INPUT MATERIAL —
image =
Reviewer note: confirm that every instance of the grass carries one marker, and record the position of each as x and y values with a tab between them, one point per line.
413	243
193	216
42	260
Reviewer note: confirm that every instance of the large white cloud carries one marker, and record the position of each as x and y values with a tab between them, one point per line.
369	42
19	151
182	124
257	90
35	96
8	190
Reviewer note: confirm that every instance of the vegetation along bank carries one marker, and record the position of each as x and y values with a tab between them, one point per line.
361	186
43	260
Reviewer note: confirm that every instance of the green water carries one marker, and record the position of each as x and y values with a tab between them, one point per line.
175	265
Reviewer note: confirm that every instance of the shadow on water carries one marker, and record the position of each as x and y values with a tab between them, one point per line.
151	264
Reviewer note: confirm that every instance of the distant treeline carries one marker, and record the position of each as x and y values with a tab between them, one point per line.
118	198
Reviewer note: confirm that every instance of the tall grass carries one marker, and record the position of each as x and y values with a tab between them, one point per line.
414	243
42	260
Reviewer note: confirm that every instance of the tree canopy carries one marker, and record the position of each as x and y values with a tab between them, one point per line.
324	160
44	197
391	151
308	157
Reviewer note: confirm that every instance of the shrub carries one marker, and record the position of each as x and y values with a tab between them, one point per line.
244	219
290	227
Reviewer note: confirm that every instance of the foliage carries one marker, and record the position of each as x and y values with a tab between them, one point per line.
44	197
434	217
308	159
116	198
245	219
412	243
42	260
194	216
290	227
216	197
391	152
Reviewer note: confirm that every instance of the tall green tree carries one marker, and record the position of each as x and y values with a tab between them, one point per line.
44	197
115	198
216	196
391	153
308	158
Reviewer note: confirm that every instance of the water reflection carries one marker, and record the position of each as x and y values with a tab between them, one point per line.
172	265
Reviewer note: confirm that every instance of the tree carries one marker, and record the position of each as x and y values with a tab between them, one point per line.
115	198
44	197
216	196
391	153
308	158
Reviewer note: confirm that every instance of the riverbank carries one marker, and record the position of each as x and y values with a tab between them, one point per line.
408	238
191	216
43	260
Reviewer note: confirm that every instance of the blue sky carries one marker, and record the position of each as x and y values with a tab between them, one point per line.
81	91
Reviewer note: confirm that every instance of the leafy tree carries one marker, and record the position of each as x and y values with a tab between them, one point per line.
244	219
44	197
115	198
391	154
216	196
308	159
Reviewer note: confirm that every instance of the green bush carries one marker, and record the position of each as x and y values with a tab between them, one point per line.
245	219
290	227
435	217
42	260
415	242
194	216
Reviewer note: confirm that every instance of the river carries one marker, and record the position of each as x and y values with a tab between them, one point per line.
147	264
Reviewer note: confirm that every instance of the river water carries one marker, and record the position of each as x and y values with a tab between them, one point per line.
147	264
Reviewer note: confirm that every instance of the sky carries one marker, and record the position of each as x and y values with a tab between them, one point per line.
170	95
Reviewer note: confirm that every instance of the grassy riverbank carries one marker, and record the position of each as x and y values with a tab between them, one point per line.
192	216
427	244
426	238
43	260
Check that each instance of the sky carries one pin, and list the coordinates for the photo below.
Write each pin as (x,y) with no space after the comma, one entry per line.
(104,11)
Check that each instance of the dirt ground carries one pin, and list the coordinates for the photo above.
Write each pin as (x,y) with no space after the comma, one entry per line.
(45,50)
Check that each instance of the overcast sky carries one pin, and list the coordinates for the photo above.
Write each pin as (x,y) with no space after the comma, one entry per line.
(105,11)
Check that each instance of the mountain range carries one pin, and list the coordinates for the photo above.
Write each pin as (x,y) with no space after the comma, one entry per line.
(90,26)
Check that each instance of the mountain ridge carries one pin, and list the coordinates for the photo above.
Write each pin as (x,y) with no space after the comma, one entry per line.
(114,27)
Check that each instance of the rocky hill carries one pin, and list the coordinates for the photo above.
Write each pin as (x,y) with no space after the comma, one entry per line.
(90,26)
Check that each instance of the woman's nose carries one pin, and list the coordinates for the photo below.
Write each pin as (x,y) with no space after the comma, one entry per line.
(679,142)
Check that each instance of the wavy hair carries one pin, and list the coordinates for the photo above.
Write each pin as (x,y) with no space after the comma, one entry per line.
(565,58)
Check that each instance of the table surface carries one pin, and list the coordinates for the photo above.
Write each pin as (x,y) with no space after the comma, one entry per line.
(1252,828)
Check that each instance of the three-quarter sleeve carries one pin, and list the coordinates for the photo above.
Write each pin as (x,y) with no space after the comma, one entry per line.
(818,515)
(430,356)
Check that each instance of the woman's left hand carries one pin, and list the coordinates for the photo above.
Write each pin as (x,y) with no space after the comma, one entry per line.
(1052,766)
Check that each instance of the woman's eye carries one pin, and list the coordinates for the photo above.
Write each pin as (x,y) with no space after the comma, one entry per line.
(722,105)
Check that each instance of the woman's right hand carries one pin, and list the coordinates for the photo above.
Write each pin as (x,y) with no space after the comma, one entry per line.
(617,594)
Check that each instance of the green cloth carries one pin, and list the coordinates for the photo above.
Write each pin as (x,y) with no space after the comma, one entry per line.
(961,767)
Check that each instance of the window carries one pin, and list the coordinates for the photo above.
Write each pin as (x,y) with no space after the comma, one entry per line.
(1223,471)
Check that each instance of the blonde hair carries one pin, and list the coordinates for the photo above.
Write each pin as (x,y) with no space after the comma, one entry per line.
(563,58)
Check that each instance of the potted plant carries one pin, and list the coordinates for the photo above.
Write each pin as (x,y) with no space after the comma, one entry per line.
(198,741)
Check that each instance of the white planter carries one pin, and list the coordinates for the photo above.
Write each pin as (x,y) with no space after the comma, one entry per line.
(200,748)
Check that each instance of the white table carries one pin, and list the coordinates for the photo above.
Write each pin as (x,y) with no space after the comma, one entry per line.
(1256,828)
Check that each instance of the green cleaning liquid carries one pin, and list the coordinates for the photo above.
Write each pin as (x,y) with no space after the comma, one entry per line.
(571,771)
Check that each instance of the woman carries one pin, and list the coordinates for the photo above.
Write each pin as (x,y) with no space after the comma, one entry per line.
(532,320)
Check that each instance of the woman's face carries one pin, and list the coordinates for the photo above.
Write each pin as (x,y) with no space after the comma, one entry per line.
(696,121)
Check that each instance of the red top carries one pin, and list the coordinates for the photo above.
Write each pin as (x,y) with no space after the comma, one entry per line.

THE TASK —
After identifying the lines above that contain "mountain", copy each one.

REPLY TO THE TASK —
Check that each instance of the mountain range carries one pin, and list the coordinates for the photo above.
Check that each instance of the mountain ridge carries one pin, and list the coordinates for the photo above.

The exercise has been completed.